=== Work request ===
Return all lines below containing the word "wooden".

=== Data supplied ===

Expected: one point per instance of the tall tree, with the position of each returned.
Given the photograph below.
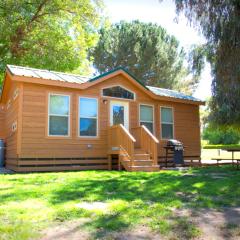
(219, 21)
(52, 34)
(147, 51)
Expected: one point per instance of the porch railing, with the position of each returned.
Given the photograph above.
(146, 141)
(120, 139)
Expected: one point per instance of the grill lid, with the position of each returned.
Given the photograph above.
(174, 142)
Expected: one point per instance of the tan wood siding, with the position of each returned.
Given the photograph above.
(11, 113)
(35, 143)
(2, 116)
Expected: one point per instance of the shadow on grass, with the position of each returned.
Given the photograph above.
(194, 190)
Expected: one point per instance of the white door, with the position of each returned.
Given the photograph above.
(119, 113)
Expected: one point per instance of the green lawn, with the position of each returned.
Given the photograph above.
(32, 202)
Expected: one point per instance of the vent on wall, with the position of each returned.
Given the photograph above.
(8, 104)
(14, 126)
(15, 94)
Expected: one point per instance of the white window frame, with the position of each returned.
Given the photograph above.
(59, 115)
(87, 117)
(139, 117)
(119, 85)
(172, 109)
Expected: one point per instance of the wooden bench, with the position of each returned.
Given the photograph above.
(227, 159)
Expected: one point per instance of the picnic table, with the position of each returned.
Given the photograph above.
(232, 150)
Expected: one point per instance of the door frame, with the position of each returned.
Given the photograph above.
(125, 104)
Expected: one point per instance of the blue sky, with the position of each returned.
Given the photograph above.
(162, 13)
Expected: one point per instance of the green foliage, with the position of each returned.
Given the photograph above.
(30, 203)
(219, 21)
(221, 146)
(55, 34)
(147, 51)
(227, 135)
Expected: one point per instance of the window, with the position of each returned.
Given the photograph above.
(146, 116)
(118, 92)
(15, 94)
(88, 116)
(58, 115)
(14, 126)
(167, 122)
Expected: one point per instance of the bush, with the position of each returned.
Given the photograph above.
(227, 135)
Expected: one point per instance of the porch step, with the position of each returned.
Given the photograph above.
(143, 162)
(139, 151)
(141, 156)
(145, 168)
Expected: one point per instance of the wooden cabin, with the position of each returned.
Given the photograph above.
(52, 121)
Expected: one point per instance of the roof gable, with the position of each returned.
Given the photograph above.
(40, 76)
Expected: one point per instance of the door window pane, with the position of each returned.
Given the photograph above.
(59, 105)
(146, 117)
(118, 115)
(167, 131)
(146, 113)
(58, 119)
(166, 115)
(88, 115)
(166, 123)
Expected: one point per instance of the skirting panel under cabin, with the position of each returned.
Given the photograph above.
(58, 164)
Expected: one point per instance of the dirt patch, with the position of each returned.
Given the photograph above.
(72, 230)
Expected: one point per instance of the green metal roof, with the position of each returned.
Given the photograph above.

=== Your response ===
Expected: one point per instance of the wooden bench, with the position of each returned.
Expected: one point per instance of the wooden cabin, with the position of each returned.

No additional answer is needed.